By JOHN T. WARD
Stopping short, for now, of re-banning fast-food restaurants, Fair Haven officials took steps Monday night to instead prohibit drive-thru restaurants.
The borough council also plans to have the town join a rapidly growing list of New Jersey towns that have banned single-use plastic shopping bags.
• The governing body, faced with the task of replacing a 1973 ban on fast-food restaurants that was found earlier this year to have been inadvertently repealed 17 years ago, is planning to assemble a committee to look at how a new law should be worded.
The committee’s aim will be to ensure a new ordinance doesn’t have unforeseen adverse effects on existing businesses and property owners, Mayor Ben Lucarelli told the audience at a council meeting Monday night.
That committee hasn’t yet been formed because of time constraints of the unidentified individuals he hopes to name to it, Lucarelli said.
Meantime, the council introduced a law that would ban drive-up, drive-thru and walk-up windows.
Tracy Cole, however, objected to what she called a “piecemeal” approach, and said that rather than barring fast-food eateries, the proposal would permit such chains as Taco Bell and Subway.
“I appreciate the fact that you are trying to clarify things,” said Cole, but the community has been “consistent about wanting a ban on fast-food restaurants.”

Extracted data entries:

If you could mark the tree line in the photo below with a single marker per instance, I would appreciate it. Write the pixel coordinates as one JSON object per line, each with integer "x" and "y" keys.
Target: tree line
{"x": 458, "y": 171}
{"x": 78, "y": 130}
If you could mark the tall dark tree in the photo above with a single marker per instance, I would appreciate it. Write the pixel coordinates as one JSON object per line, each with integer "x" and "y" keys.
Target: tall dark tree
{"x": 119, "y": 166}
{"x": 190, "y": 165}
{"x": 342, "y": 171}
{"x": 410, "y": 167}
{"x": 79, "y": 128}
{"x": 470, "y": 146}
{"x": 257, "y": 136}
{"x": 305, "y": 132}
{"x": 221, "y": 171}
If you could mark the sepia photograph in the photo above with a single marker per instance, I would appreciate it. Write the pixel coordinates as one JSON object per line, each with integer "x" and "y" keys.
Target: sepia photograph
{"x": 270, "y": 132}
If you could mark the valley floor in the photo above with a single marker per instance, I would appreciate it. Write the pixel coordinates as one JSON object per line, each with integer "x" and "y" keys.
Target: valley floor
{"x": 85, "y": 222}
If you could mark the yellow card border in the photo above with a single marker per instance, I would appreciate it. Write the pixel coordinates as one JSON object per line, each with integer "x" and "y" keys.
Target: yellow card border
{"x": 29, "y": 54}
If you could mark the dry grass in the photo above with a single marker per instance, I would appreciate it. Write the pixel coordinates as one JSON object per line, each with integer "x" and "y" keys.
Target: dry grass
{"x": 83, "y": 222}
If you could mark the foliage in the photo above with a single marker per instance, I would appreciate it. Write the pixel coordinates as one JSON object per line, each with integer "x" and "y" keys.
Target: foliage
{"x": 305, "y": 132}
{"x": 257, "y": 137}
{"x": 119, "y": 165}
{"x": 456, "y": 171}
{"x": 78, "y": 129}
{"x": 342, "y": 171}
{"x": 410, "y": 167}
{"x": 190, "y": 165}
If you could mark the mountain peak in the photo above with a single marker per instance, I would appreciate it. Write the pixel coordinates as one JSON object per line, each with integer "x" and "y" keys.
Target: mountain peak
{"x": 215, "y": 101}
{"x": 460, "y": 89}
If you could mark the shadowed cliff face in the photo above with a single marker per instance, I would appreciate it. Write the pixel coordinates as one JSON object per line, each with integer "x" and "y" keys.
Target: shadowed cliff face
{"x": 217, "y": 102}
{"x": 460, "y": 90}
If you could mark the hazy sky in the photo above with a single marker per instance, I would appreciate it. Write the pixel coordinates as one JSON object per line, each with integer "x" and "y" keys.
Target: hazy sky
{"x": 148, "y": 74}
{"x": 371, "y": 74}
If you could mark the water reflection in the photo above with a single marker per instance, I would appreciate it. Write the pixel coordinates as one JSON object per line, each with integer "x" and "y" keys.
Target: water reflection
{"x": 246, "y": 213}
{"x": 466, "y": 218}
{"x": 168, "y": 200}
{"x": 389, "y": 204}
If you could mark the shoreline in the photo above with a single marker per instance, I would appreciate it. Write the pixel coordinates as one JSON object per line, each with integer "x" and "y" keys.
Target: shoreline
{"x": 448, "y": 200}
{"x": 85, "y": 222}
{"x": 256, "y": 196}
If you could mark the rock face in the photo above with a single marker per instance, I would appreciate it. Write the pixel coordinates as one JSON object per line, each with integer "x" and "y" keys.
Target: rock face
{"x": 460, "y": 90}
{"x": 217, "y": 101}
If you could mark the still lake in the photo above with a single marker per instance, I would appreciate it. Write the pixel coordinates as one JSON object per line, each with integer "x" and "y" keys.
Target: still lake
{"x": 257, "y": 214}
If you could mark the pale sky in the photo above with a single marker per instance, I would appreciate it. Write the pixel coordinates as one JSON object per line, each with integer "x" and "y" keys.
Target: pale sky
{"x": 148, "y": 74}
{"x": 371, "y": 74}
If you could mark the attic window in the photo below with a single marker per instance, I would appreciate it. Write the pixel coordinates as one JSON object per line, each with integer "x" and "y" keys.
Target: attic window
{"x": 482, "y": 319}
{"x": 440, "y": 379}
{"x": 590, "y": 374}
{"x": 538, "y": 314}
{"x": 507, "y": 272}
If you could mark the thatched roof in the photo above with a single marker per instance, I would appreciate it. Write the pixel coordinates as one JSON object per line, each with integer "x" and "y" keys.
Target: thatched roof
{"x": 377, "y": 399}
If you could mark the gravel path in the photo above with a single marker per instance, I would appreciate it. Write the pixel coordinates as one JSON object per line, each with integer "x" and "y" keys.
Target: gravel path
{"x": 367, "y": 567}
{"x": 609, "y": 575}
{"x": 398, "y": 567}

REQUIREMENT 1:
Summarize the Fair Haven article in three sentences.
REQUIREMENT 2:
Reproduce the stretch of the Fair Haven article from "By JOHN T. WARD" through "prohibit drive-thru restaurants.".

TASK ANSWER 1:
Fair Haven's borough council, which must replace a 1973 ban on fast-food restaurants that was found to have been inadvertently repealed 17 years ago, introduced a law that would ban drive-up, drive-thru and walk-up windows. The council also plans to form a committee to work out how a new fast-food law should be worded so that it does not unexpectedly harm existing businesses and property owners, and it intends to ban single-use plastic shopping bags. Tracy Cole objected to this "piecemeal" approach, saying the proposal would still permit chains such as Taco Bell and Subway even though the community has consistently wanted a fast-food ban.

TASK ANSWER 2:
By JOHN T. WARD
Stopping short, for now, of re-banning fast-food restaurants, Fair Haven officials took steps Monday night to instead prohibit drive-thru restaurants.